--- Start of TASK INPUT ---

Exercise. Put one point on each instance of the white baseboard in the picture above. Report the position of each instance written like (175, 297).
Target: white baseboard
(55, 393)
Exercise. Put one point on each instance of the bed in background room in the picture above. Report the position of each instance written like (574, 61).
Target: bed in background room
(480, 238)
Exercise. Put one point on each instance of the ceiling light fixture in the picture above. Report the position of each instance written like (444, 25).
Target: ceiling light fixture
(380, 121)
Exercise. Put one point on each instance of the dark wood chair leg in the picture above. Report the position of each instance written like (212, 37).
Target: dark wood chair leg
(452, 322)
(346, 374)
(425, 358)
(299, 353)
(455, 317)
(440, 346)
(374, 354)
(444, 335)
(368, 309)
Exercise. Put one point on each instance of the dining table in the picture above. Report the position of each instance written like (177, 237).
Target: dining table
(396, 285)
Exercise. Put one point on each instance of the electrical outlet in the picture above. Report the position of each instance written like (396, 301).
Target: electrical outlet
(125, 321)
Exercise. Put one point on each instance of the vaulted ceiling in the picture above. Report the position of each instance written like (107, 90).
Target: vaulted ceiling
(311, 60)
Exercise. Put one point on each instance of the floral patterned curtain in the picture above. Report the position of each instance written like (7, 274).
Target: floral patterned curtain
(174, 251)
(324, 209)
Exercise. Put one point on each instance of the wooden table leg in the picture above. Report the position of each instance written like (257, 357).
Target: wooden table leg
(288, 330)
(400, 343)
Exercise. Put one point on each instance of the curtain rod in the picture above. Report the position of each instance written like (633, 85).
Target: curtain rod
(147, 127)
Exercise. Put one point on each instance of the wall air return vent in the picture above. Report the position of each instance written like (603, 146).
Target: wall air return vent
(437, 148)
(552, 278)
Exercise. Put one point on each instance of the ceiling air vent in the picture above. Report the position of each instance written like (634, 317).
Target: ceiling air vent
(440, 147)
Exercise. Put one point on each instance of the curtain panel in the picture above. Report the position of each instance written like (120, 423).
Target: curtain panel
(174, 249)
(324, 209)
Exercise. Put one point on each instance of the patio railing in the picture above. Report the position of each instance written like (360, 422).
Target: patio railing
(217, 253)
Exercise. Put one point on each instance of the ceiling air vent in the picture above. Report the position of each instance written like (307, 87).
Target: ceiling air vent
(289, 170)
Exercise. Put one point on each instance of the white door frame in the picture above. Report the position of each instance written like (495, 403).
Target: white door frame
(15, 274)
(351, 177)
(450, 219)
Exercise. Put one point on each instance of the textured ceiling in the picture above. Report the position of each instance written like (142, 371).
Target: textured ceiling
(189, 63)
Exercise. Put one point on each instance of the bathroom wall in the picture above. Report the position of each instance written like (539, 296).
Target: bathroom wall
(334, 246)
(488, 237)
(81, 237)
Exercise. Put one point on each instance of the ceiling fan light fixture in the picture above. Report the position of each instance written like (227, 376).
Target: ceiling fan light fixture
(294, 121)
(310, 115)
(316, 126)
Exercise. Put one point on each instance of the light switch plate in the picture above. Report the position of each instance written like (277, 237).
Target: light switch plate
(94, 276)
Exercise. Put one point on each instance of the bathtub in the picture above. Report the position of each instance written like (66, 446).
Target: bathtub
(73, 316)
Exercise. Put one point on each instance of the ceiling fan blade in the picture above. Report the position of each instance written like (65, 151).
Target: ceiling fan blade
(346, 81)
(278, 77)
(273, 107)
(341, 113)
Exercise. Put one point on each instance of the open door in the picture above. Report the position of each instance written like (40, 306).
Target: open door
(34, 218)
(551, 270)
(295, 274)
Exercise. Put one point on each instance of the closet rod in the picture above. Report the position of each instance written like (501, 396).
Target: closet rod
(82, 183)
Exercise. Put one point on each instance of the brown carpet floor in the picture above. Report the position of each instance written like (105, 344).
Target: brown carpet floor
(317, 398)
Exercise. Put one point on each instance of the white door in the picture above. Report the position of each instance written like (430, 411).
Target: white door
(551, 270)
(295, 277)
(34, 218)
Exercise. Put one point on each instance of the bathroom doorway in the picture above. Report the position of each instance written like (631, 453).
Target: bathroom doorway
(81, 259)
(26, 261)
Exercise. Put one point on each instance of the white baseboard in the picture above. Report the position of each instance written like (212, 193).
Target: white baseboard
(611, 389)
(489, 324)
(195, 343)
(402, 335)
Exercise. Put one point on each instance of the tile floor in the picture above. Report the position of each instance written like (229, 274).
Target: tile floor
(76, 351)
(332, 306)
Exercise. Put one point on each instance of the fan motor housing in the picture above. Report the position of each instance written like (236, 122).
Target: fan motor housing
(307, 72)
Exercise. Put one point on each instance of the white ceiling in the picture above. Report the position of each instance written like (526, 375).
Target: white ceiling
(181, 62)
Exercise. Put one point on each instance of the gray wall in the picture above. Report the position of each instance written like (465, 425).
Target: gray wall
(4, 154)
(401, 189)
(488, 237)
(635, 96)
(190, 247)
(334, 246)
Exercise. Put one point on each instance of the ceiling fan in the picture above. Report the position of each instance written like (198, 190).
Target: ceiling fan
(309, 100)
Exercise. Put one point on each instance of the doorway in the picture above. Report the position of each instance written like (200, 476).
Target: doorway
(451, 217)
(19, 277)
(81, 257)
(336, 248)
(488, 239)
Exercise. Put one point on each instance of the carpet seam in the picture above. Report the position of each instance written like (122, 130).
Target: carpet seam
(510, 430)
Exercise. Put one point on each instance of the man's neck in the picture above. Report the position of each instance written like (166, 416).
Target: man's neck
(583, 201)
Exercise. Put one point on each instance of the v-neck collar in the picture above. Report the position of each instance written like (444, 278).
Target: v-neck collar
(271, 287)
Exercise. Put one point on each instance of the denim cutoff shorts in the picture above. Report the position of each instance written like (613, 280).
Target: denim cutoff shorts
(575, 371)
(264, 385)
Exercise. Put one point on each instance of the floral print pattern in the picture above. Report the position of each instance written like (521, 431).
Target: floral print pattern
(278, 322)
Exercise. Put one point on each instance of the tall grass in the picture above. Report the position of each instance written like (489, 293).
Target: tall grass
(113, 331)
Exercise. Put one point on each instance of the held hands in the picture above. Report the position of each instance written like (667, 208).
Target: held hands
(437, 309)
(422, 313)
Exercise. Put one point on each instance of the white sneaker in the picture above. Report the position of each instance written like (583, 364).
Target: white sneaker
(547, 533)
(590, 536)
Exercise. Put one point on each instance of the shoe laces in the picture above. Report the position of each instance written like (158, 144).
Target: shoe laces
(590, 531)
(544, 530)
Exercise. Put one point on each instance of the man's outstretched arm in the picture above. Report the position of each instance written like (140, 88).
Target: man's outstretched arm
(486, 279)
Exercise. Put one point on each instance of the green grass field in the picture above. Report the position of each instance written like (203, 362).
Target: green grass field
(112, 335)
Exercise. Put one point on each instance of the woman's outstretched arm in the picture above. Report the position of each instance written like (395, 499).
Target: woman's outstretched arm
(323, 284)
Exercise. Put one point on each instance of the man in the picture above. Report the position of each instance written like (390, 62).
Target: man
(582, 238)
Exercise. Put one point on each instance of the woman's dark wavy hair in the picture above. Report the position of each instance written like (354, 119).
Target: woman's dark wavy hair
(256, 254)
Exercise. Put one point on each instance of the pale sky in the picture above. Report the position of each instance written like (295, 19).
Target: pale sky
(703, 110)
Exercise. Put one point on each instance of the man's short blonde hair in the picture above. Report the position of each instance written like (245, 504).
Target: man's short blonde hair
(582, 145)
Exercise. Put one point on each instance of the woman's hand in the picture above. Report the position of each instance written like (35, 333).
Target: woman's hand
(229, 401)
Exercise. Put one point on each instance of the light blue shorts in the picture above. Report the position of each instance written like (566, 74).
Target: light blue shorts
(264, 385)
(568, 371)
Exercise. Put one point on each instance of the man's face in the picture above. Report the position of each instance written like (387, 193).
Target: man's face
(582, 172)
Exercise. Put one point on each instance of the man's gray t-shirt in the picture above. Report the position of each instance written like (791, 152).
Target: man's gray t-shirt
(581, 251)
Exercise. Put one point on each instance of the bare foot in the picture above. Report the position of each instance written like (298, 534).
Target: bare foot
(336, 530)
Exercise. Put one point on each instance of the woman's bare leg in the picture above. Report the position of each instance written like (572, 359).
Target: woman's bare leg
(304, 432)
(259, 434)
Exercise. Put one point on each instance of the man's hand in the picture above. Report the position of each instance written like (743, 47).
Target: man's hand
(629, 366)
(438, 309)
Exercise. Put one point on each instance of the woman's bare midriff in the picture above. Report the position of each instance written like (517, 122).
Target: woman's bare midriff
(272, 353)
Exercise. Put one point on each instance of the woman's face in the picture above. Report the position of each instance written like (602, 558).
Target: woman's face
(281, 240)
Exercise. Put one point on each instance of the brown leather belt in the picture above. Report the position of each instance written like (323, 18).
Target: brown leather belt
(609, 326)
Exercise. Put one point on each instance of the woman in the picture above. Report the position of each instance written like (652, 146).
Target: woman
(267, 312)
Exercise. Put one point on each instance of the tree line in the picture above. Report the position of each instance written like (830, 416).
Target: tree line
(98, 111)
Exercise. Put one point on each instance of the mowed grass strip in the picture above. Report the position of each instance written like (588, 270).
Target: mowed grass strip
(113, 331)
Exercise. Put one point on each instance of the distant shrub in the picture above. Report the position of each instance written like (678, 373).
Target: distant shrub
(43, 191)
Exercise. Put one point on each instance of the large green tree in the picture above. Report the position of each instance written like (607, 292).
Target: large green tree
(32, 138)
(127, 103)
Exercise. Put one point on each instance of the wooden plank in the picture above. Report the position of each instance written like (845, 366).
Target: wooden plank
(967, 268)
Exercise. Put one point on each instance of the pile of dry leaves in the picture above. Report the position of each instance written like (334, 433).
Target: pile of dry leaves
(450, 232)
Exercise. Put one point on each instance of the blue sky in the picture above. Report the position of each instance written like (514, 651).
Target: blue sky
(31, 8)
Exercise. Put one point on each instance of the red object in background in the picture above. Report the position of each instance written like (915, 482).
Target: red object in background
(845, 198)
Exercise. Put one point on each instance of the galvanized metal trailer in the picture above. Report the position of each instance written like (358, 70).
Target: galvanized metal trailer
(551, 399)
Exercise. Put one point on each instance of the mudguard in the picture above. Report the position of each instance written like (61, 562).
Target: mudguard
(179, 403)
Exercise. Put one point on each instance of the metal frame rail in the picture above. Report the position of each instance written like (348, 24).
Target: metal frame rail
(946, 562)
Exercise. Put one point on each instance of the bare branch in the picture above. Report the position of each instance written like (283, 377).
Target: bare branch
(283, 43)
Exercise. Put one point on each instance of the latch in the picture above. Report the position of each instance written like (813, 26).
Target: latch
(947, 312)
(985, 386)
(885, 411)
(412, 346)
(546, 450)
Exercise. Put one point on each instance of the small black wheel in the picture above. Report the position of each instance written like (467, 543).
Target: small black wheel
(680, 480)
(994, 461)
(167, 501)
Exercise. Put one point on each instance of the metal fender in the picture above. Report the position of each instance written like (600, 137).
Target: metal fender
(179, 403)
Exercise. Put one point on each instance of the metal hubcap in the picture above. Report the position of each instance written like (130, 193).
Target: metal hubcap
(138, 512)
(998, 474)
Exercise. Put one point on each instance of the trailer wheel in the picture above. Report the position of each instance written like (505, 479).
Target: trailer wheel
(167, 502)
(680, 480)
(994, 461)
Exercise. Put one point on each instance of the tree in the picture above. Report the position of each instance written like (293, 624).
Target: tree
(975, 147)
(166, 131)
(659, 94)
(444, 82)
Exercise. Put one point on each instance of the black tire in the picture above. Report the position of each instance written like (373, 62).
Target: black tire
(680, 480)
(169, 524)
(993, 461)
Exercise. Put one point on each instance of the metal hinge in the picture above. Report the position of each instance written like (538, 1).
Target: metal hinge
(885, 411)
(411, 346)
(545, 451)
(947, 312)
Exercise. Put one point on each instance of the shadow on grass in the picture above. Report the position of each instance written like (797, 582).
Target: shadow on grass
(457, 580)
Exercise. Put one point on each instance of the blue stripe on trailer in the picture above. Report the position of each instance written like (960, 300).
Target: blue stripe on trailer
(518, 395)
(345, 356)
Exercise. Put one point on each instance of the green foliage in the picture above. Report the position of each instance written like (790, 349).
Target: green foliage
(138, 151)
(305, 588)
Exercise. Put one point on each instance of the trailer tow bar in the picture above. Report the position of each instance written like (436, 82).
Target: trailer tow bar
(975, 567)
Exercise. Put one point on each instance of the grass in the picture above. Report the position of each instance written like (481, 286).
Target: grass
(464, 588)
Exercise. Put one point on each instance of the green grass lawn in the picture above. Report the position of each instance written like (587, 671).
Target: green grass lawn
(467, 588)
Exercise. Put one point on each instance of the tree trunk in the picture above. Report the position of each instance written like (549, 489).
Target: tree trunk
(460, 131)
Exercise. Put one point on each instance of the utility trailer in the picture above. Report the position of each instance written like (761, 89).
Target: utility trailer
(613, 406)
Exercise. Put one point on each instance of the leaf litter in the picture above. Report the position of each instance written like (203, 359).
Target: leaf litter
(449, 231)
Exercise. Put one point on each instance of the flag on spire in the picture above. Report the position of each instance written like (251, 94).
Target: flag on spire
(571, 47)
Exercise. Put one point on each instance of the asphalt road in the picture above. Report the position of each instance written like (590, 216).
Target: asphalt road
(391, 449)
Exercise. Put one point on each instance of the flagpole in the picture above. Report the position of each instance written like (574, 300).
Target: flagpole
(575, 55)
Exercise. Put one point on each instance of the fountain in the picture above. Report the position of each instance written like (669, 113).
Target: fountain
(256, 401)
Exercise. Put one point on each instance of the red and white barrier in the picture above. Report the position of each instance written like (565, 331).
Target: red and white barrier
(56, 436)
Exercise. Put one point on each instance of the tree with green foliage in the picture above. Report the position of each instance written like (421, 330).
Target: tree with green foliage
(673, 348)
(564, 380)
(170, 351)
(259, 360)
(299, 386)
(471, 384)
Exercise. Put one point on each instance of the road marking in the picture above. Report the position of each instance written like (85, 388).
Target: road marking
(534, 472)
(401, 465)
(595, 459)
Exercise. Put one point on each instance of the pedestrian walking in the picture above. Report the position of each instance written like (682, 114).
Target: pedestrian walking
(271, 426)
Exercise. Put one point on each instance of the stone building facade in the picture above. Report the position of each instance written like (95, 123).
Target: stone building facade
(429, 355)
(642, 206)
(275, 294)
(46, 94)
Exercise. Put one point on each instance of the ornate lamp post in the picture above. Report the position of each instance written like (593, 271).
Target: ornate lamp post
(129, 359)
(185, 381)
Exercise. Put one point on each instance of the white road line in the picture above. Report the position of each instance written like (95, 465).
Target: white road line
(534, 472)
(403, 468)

--- End of TASK INPUT ---

• _GOAL OF THE EXERCISE_:
Write out again, exactly, the lines from the one holding "Exercise. Put one point on each instance of the flagpole" through the end of the listing, with both ends included.

• _ANSWER TO THE PROBLEM_:
Exercise. Put one point on each instance of the flagpole in the picture above. Report the position of each instance written like (574, 300).
Target: flagpole
(575, 55)
Exercise. Put one point on each instance of the fountain in the picture above. Report the position of each instance written like (669, 113).
Target: fountain
(256, 401)
Exercise. Put one point on each instance of the red and white barrier in the picture above. Report the position of each instance written like (565, 331).
Target: red and white barrier
(56, 436)
Exercise. Put one point on each instance of the tree with green foliage in the picture above. Report the position of each instance written like (421, 330).
Target: tree with green foliage
(673, 348)
(564, 380)
(170, 351)
(259, 360)
(299, 386)
(471, 384)
Exercise. Put one point on each instance of the road marking in the picture above. Report the position of each instance written like (85, 388).
Target: road marking
(534, 472)
(401, 465)
(595, 459)
Exercise. Put one point on each instance of the pedestrian walking in the picture above. Report the position of each instance written like (682, 114).
Target: pedestrian walking
(271, 426)
Exercise. Put one point on each instance of the stone building facade in the picture above. Report the position of each instance written like (95, 123).
Target: stone building facade
(429, 355)
(642, 206)
(275, 294)
(46, 94)
Exercise. Put one point on each instance of the ornate lamp post in the picture above. Report the position of each instance written like (593, 271).
Target: ornate lamp post
(129, 359)
(185, 381)
Exercise. Put one point on each instance of the white road line in the picture above. Report the position of each instance written like (95, 465).
Target: white road line
(534, 472)
(403, 468)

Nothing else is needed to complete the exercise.